* start *
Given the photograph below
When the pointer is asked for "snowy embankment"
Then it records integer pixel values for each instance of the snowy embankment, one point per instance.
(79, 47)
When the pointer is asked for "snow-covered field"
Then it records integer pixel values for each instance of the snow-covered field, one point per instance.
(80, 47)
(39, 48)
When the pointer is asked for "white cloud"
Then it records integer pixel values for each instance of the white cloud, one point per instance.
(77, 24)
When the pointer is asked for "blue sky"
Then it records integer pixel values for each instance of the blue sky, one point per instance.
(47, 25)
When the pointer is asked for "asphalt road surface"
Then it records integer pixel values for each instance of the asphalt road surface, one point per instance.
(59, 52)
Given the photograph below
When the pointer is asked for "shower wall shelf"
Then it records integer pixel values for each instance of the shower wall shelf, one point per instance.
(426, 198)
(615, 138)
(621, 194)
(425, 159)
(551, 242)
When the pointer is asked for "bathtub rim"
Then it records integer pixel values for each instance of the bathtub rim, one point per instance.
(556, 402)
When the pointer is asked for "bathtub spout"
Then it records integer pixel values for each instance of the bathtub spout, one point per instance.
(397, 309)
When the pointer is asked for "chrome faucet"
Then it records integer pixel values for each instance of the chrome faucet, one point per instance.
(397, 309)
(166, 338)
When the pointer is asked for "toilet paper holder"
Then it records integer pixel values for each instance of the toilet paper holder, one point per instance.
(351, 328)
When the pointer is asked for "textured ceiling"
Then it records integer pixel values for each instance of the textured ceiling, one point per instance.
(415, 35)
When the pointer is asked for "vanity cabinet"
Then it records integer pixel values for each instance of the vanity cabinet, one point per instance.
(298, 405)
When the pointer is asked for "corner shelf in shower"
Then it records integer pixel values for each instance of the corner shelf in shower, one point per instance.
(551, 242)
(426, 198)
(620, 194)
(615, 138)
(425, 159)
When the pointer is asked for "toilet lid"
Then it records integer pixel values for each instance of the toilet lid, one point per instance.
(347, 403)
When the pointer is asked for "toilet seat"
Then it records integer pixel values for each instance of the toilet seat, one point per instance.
* end *
Which lines of the listing above contain the string "cabinet"? Collect each of them and copy it out in full.

[Solution for this task]:
When the pointer is asked for "vanity cabinet"
Then it records integer pixel values for each instance of the vanity cabinet, one point per instance.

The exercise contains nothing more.